Prompt 1
Can you extract everything from "In two identical" down to "manage global corporations." from the article on the Musahar school, copying it word for word?
Prompt 2
Answer these from the article on the Musahar school:
(a) In what year did JK Sinha retire?
(b) About how many Musahar boys does SSK provide for?
(c) Which group stands at the top of the caste system?
Prompt 3
What are all the caste categories named in the article on the Musahar school?

Given text
■ ■ ■ ■ ■
A small ray of hope has recently emerged for India's "untouchable" Musahar rat-eating community in eastern Bihar state in the form of a residential school that offers their youth not only free education but the self-esteem denied to them for centuries.
In two identical buildings in Bihar's capital Patna, the 5-year-old Shoshit Samadan Kendra (SSK), or School for the Welfare of the Exploited, provides about 200 Musahar boys from squalid ghettos not only free board but uniforms, books and access to computers.
"I was destined to raise pigs and live a life of wretchedness but that changed four years ago after joining SSK which has opened up a dream world of possibilities," said Pappu Kumar, 14.
Dressed in his white cotton uniform and barely distinguishable from students of the nearby exclusive St Xavier's, the city's oldest, Jesuit-run school, the academically brilliant Kumar plans the unimaginable: competing alongside Bihar's higher castes to join one of the handful of Indian Institutes of Technology whose alumni now manage global corporations.
"SSK aims to bring about a revolution in the Musahar community that has lived in sub-human conditions for centuries," said founder JK Sinha, who retired in 2005 as one of India's top intelligence officers and returned home to found the SSK.
Pooling his life savings with contributions from family and friends, Sinha set about establishing the SSK to uplift the socially shunned Musahar community, who were exploited as bonded labourers by upper-caste landlords and mahajans (money lenders).
Even today, the four to five million untouchables are confined by the upper castes to living in foul-smelling ghettos called "Mushairies" or "Musahar Tolis" on the outskirts of many Bihar villages with neither rights nor privileges.
Being untouchables, they were considered outside Hinduism's rigid caste system - an ancient hereditary class order that divides society into four general categories - traditionally being associated with unhygienic jobs such as the cleaning up of human waste.
At the top of the caste system are the Brahmins while the lowest, manual labourers are the Sudras; in between are the Kshatriyas (warriors) and the Vaishyas (traders). These antiquated gradations are strictly enforced in Bihar, India's poorest province.
The high-caste Sinha, however, believes that by educating Musahar children, they will have the means to become a catalyst for change within their depressed community.
■ ■ ■ ■ ■
Dataset section
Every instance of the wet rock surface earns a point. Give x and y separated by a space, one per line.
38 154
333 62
■ ■ ■ ■ ■
Answer 1
In two identical buildings in Bihar's capital Patna, the 5-year-old Shoshit Samadan Kendra (SSK), or School for the Welfare of the Exploited, provides about 200 Musahar boys from squalid ghettos not only free board but uniforms, books and access to computers.
"I was destined to raise pigs and live a life of wretchedness but that changed four years ago after joining SSK which has opened up a dream world of possibilities," said Pappu Kumar, 14.
Dressed in his white cotton uniform and barely distinguishable from students of the nearby exclusive St Xavier's, the city's oldest, Jesuit-run school, the academically brilliant Kumar plans the unimaginable: competing alongside Bihar's higher castes to join one of the handful of Indian Institutes of Technology whose alumni now manage global corporations.

Answer 2
(a) 2005
(b) About 200
(c) The Brahmins

Answer 3
Brahmins, Kshatriyas, Vaishyas, Sudras